CIDS signatures form the intelligence built into your network sensors. A signature is a set of rules pertaining to typical intrusion activity that, when matched, generates a unique response.
Signatures can be broken down to be included into a number of different categories to assist with the understanding of how the signature operates and analyzes network traffic. Each of these categories describes the operations of each signature. Signature implementations describe what the signature is examining. Signatures can analyze the protocol header information (context) or the data encapsulated in the packet (content). Signature structures categorize signatures based on the number of packets required to match the signature. Some signatures are matched by examining a single packet, while other signatures require multiple packets to make a match. Signature classes detail the type of attack the specific signature is used to detect. As discussed in Chapter 23, different attack types exist and, because there are different attack types, signature classes describe the type of attack the signature was created to detect. Signature types categorize each signature by describing the type of traffic the signature is used to monitor or match. Some signature types monitor protocol connections, while other types monitor SYSLOG output of a router to determine when traffic was denied because of an ACL violation. The last category used to describe a signature is the signature severity, which is a configurable parameter that can be used to judge the seriousness of the triggered signature.
To assist you in understanding CIDS signatures, this section discusses the following signature categories in detail:
Signature Series
Signature Implementations
Signature Structures
Signature Classes
Signature Types
Signature Severity
CIDS organizes all the signatures into a series. When an alarm is sent, the signature that generated the alarm is also sent. The Event Viewer displays not only the alarm, but also the signature ID. While recognizing every signature ID that could generate an alarm would be difficult, you can tell from the series of the signature what type of signature was matched. Cisco has organized the signatures to allow for easier identification.
Each of the series is a collection of related signatures. The signature series are 1000, 2000, 3000, 4000, 5000, 6000, 8000, and 10000. The following is a list of all the signature series and the signatures found in each.
STUDY TIP? |
Be aware of each signature series and the type of traffic monitored by each. |
Includes the following:
IP Options
IP fragmentation
Bad IP Packets
Includes the following:
ICMP Traffic Records
Ping Sweeps
ICMP Attacks
Includes the following:
TCP Traffic Records
TCP Port Scans
TCP Host Sweeps
Mail Attacks
FTP Attacks
Legacy CIDS Web Attacks (Signature IDs 3200–3233)
NetBIOS Attacks
SYN Flood and TCP Hijack Attacks
TCP Applications
Includes the following:
UDP Traffic Records
UDP Port Scans
UDP Attacks
UDP Applications
Includes the following:
Web Attacks
Includes the following:
DNS Attacks
RPC Service Attacks
Authentication Failures
Loki Attacks
Distributed DoS Attacks
Includes the following:
Custom String Matches
TCP Applications
Includes the following:
Defined IOS ACL Violations
The signature implementations of CIDS signatures come in two types: every signature is either context based or content based. Each of these two types of signature implementations describes which part of the TCP/IP packet is examined.

## TASK DATA
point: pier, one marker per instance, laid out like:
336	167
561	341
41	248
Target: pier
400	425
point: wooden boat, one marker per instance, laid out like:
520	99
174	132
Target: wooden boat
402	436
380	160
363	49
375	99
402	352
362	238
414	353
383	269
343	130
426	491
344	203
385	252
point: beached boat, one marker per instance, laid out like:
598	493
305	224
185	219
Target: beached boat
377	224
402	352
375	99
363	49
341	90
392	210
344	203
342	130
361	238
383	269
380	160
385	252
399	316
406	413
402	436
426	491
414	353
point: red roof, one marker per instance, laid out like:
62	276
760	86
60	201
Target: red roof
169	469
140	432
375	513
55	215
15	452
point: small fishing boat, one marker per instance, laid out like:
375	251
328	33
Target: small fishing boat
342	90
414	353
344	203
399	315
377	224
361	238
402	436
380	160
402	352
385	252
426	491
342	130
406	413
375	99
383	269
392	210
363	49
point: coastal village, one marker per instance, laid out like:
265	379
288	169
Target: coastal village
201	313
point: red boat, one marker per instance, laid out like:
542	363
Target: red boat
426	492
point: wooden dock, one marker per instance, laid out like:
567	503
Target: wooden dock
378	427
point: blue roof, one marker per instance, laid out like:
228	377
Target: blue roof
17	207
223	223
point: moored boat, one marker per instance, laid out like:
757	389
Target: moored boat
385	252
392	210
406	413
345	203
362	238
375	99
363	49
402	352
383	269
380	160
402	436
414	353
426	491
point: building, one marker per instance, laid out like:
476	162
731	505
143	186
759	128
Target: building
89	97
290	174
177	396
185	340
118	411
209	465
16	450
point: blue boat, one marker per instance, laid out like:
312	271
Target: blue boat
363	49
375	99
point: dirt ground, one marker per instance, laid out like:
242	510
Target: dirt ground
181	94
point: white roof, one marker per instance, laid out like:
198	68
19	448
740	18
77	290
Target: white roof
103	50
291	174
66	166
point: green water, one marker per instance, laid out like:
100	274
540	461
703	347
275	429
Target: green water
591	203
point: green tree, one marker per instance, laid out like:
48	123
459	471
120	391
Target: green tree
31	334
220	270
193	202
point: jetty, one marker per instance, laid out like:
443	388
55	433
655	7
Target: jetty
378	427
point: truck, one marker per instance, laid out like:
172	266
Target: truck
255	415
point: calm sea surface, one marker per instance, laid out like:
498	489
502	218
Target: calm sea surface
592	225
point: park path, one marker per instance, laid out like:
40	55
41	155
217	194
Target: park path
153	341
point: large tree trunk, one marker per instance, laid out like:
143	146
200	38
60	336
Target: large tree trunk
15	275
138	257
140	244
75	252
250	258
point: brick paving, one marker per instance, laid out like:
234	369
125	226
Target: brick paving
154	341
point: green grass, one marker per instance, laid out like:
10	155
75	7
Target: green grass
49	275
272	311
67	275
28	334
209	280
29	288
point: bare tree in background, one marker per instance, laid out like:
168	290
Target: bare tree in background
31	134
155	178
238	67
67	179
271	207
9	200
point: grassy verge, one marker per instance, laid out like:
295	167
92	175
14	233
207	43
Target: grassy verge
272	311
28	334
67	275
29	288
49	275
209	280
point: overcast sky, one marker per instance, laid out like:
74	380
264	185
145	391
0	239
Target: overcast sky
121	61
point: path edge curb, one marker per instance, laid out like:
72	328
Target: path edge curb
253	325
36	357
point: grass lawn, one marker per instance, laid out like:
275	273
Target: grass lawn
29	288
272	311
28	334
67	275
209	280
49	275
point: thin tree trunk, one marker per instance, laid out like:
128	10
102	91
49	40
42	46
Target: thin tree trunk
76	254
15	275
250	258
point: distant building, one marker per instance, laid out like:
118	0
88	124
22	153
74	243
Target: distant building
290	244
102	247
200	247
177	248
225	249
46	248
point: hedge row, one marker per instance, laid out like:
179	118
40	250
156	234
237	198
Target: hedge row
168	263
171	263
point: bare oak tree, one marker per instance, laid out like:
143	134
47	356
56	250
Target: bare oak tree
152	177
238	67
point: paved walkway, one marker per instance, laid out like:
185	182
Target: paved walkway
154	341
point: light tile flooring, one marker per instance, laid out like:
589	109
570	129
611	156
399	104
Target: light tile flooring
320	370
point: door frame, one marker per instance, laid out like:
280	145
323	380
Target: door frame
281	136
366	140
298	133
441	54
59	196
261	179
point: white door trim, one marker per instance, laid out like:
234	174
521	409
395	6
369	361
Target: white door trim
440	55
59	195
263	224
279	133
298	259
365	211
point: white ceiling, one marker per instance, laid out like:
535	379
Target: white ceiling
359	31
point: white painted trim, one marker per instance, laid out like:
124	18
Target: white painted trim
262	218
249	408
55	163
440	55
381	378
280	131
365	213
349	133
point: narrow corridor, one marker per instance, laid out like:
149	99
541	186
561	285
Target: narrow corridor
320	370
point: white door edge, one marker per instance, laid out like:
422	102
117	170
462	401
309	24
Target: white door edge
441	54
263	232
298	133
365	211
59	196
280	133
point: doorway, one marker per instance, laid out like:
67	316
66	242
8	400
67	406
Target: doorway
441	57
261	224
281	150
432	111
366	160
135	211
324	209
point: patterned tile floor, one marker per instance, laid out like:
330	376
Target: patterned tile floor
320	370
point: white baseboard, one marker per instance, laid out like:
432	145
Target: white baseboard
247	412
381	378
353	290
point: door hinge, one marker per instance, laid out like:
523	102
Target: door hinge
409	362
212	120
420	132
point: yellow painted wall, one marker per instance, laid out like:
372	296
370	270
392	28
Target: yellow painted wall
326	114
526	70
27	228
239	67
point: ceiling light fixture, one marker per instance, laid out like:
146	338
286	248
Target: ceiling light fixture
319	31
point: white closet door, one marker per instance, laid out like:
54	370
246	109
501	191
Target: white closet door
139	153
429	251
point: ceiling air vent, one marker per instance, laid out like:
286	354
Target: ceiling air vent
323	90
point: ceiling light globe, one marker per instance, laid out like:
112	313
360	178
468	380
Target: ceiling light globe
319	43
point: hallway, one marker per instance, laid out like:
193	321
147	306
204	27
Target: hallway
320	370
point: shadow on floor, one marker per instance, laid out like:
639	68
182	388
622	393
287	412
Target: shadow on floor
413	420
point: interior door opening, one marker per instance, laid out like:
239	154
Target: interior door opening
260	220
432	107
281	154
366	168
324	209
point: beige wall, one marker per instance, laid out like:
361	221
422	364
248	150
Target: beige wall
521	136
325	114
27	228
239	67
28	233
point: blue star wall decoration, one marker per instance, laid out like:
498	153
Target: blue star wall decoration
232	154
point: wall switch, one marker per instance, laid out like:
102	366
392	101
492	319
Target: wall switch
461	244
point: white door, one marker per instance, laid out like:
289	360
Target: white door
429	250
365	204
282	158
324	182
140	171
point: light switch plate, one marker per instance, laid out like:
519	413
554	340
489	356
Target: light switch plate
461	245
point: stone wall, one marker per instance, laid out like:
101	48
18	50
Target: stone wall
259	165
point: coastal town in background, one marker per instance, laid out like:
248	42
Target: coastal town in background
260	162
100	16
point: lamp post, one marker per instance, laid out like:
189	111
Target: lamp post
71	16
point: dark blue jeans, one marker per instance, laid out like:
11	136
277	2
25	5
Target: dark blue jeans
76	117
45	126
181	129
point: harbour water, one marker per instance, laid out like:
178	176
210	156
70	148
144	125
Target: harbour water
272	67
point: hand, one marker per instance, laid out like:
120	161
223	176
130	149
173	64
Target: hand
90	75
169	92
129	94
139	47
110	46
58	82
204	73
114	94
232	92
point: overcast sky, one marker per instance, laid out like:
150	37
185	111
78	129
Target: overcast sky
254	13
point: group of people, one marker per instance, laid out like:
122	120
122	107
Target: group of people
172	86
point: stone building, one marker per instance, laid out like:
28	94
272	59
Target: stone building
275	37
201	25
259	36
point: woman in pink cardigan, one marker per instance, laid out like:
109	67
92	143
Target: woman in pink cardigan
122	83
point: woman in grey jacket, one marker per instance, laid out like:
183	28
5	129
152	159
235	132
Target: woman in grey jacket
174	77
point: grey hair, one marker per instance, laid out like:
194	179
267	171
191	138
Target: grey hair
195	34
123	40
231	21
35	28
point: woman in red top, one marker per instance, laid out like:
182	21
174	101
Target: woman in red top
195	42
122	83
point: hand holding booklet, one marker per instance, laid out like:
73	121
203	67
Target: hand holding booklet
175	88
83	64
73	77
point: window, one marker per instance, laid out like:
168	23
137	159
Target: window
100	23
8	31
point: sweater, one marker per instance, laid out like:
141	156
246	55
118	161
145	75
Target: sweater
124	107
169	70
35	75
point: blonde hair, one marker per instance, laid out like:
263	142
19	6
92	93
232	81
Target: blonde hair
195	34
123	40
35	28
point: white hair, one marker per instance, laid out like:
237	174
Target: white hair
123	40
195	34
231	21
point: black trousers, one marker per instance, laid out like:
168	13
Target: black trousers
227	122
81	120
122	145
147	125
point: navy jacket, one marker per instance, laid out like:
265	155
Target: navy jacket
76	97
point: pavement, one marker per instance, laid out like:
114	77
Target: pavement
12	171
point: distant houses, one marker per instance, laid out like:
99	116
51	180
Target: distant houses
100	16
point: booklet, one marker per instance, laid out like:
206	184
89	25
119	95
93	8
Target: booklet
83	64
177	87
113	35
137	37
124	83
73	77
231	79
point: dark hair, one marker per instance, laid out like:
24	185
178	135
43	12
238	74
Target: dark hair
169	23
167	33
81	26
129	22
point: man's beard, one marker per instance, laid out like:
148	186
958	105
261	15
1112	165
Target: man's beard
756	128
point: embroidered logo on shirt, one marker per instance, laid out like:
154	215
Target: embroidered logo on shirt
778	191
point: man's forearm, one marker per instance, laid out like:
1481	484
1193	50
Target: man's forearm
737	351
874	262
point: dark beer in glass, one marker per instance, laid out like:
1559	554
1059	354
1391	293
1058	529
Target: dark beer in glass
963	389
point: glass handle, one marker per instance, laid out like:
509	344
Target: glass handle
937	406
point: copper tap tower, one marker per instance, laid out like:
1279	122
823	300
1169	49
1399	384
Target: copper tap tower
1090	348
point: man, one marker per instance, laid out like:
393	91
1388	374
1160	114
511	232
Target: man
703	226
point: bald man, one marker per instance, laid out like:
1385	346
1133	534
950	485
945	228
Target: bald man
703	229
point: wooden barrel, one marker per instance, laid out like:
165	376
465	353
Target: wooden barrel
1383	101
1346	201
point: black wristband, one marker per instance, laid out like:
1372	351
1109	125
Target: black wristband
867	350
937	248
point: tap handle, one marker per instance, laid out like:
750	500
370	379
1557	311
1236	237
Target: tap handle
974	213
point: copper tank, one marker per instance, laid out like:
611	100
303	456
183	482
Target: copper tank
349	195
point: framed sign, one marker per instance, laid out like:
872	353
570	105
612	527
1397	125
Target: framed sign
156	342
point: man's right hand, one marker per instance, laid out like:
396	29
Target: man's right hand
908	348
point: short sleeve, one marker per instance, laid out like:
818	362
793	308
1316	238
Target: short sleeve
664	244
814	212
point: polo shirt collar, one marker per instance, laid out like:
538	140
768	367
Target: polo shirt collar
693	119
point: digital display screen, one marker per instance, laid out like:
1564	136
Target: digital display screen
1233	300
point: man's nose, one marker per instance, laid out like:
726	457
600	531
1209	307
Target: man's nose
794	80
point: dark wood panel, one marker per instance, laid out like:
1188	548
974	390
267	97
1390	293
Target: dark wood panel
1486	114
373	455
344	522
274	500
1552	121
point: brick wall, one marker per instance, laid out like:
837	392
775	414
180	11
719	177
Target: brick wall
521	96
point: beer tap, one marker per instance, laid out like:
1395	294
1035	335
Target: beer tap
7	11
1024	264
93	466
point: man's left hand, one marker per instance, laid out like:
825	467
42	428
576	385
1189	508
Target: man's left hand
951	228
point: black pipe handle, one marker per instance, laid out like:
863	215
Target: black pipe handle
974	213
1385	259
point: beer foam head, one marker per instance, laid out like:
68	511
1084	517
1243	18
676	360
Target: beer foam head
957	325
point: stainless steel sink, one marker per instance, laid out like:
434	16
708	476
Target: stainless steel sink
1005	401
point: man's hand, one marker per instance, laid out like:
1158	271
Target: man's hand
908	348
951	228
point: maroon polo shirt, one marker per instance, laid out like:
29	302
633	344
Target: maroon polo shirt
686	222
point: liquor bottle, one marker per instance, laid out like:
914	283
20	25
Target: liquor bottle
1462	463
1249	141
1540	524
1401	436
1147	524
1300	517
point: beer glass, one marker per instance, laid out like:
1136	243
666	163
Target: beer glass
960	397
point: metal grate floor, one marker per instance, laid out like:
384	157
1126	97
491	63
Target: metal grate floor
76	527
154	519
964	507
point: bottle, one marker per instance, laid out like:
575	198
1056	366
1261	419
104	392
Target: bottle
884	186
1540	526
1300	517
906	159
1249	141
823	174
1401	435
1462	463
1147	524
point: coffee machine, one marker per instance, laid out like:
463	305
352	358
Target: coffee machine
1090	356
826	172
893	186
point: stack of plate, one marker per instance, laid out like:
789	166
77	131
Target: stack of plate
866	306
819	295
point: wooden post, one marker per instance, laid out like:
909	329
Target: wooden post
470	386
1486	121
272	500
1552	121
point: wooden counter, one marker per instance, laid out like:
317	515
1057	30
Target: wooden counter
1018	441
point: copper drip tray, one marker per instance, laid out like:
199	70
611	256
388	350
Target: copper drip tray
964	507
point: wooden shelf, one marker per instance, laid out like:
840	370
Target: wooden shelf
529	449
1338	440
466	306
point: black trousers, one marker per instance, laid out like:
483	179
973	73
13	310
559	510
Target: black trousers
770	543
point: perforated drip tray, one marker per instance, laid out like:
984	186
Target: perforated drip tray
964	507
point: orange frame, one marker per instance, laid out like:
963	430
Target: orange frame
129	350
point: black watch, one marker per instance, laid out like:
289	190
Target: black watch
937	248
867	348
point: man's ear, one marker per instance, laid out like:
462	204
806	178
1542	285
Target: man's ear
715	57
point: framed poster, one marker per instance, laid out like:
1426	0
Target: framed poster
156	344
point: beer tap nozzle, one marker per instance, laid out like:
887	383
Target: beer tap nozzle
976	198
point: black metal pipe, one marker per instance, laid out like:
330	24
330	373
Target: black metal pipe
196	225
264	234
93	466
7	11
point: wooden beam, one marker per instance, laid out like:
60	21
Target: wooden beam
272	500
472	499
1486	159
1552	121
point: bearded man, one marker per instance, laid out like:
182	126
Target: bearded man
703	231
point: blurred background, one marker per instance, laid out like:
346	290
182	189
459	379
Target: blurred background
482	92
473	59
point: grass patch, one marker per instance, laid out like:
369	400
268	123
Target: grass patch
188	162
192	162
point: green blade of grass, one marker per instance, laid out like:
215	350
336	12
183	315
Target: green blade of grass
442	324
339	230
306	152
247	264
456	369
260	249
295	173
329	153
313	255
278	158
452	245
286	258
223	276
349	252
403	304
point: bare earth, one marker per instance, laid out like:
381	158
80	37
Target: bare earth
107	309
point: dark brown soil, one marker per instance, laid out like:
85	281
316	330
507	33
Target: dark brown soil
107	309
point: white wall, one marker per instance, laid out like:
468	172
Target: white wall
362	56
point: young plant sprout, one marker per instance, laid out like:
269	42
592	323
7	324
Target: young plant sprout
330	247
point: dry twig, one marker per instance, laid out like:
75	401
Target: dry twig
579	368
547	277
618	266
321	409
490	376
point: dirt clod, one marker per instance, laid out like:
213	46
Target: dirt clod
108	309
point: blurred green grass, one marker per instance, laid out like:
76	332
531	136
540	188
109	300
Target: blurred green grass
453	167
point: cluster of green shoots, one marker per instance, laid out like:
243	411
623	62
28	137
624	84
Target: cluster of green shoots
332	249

## GOALS
1. Rewrite the paragraph of the CIDS signatures passage that begins "Signatures can be broken down" as a bulleted list, keeping its main facts.
2. State how many lines of the rows contain the word "hallway", giving only the number.

## EXERCISE RESULTS
1.
Signatures fall into categories that describe how each one operates and analyzes network traffic:
- Implementations: what the signature examines, either protocol header information (context) or data encapsulated in the packet (content).
- Structures: the number of packets needed for a match, either a single packet or multiple packets.
- Classes: the type of attack the signature was created to detect.
- Types: the traffic the signature monitors or matches, such as protocol connections or a router's SYSLOG output showing traffic denied by an ACL violation.
- Severity: a configurable parameter for judging how serious a triggered signature is.

2. 2